• The task: Please rewrite the listing below, changing every "single pin" to "lone marker" and leaving everything else as it is.

-- Start --

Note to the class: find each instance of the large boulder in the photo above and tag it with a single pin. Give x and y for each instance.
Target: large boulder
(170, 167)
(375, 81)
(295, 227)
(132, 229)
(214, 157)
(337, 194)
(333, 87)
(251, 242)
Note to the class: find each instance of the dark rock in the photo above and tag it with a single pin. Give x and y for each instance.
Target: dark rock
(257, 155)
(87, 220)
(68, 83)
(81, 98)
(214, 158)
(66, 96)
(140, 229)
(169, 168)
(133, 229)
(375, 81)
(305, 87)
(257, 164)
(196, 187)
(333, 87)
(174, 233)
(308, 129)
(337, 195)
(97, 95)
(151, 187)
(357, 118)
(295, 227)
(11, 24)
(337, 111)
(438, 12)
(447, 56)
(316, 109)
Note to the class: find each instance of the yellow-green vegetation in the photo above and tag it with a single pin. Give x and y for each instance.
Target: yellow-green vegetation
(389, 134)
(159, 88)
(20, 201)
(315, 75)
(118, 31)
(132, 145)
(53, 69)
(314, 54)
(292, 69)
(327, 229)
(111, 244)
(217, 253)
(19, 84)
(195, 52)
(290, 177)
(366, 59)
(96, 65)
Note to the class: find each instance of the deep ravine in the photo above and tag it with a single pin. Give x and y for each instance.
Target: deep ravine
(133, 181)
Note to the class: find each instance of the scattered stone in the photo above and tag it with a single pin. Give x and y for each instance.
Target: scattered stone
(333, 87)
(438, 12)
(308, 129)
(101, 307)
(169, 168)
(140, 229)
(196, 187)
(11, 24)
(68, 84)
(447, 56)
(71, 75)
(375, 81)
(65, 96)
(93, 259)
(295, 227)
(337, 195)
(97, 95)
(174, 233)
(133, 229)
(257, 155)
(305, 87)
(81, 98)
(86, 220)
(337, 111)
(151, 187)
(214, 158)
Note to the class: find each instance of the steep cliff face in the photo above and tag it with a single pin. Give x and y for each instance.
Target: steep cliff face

-- End --

• Answer to this exercise:
Note to the class: find each instance of the large boulder in the photo above and tag it with a lone marker. Give x and y for each instance.
Target: large boulder
(170, 167)
(375, 81)
(295, 227)
(132, 229)
(214, 157)
(337, 194)
(333, 87)
(251, 242)
Note to the class: find each instance of the dark rock in the photo above and tag it with a lone marker. Give x and y for each instance.
Target: dark rock
(257, 155)
(87, 220)
(68, 83)
(81, 98)
(214, 158)
(66, 96)
(140, 229)
(169, 168)
(133, 229)
(375, 81)
(305, 87)
(257, 164)
(196, 187)
(333, 87)
(174, 233)
(308, 129)
(337, 195)
(97, 95)
(151, 187)
(357, 118)
(295, 227)
(11, 24)
(337, 111)
(438, 12)
(447, 56)
(316, 109)
Note to the class: find each instance of the yellow-green vegetation in the photo above and tag it with a lone marker. Give x and y for each instance.
Target: yellow-green vegetation
(389, 134)
(159, 88)
(20, 201)
(315, 75)
(118, 31)
(132, 145)
(53, 69)
(314, 54)
(292, 69)
(327, 229)
(111, 244)
(217, 253)
(19, 84)
(195, 52)
(290, 177)
(366, 59)
(96, 65)
Note to the class: find each instance of the deep ravine in the photo above and tag it with a lone marker. Give x and y for each instance.
Target: deep ravine
(133, 181)
Note to the class: find each instance of the scattered stone in the photo above and tag it with a lone marker. Give x and y for each instance.
Target: scattered stone
(333, 87)
(438, 12)
(308, 129)
(101, 307)
(169, 168)
(140, 229)
(196, 187)
(11, 24)
(68, 84)
(447, 56)
(71, 75)
(375, 81)
(65, 96)
(93, 259)
(295, 227)
(337, 195)
(97, 95)
(174, 233)
(133, 229)
(257, 155)
(305, 87)
(81, 98)
(86, 220)
(337, 111)
(151, 187)
(214, 158)
Note to the class: find each instance of the steep cliff face in the photo above and tag it with a lone marker. Give x and y for each instance.
Target: steep cliff face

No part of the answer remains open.